Signals in protein sequence regulate a lot of the chemistry in a cell. For instance there are cells that regulate if a particular protein can be cleaved at a particular position, if it can be glycyoslated etc. Further there are signals that predict if a particular cell is exported from the cell etc. Some of these signals are easy to detect others are very subtle.
It is often not possible to detect a signal until a substantial number of proteins belonging to the same family is sequenced and annotated. When the proteins of a family are aligned correctly it is possible to calculate the bias for a certain residue in a certain position. If such a bias exist a logo is an efficient way to visualize it.
If a motif is specific enough can it be used to search for new members of the family. The largest family of motifs are available from the PROSITE database. In PROSITE every motif is described with an expression that indicates what amino acids are available in a certain position of the motif. An example is shown below.
DE Signal peptidases I serine active site (PS00501).
PA [GS]-x-S-M-x-P-[AT]-[LF]
NR /TOTAL=34(34); /POSITIVE=19(19); /UNKNOWN=0(0); /FALSE_POS=15(15); /FALSE_NEG=0
The motif consist of a glycine (G) or a serine (S) followed by any arbitrary aminoacid, a serine (S), a methionine (M), another arbitrary, an alanin (A) or threonin (T), a leucine (L) or phenylanine (F). In a recent version of Swissprot there are 19 known "Signal peptidases I serine active site" and 15 other proteins that contain this motif. Prosite contains many hundreds different patterns.
An extension to prosite patterns are weight (or profile) matrices. In a weight matrix one do not tell what aminoacids are allowed in a certain position but rather how probably it is to find a certain amino acid in a certain position.
To create a profile matrix you start from a multiple sequence alignment and calcualte the frequency of each nuclotide/aminoacid in each position.

Data entries
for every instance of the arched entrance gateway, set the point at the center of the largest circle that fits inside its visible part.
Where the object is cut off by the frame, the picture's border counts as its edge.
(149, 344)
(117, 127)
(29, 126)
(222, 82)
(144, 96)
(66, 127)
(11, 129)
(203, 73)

The task ->
Reproduce the passage on protein sequence signals and PROSITE motifs word for word, from its first sentence to its last.

Expected answer ->
Signals in protein sequence regulate a lot of the chemistry in a cell. For instance there are cells that regulate if a particular protein can be cleaved at a particular position, if it can be glycyoslated etc. Further there are signals that predict if a particular cell is exported from the cell etc. Some of these signals are easy to detect others are very subtle.
It is often not possible to detect a signal until a substantial number of proteins belonging to the same family is sequenced and annotated. When the proteins of a family are aligned correctly it is possible to calculate the bias for a certain residue in a certain position. If such a bias exist a logo is an efficient way to visualize it.
If a motif is specific enough can it be used to search for new members of the family. The largest family of motifs are available from the PROSITE database. In PROSITE every motif is described with an expression that indicates what amino acids are available in a certain position of the motif. An example is shown below.
DE Signal peptidases I serine active site (PS00501).
PA [GS]-x-S-M-x-P-[AT]-[LF]
NR /TOTAL=34(34); /POSITIVE=19(19); /UNKNOWN=0(0); /FALSE_POS=15(15); /FALSE_NEG=0
The motif consist of a glycine (G) or a serine (S) followed by any arbitrary aminoacid, a serine (S), a methionine (M), another arbitrary, an alanin (A) or threonin (T), a leucine (L) or phenylanine (F). In a recent version of Swissprot there are 19 known "Signal peptidases I serine active site" and 15 other proteins that contain this motif. Prosite contains many hundreds different patterns.
An extension to prosite patterns are weight (or profile) matrices. In a weight matrix one do not tell what aminoacids are allowed in a certain position but rather how probably it is to find a certain amino acid in a certain position.
To create a profile matrix you start from a multiple sequence alignment and calcualte the frequency of each nuclotide/aminoacid in each position.